## Work task:
Say how many lines of the entries below include "coordinates", giving nothing but that number.

○ ○ ○

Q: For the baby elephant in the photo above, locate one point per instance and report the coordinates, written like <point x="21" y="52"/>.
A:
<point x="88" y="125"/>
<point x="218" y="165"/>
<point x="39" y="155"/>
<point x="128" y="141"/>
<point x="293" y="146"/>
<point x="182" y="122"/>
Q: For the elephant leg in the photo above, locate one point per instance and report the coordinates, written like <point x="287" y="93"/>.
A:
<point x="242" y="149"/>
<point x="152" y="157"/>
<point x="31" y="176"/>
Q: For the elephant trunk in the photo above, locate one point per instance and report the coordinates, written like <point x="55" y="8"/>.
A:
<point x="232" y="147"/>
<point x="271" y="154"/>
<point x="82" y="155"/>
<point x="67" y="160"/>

○ ○ ○

## Finished task:
3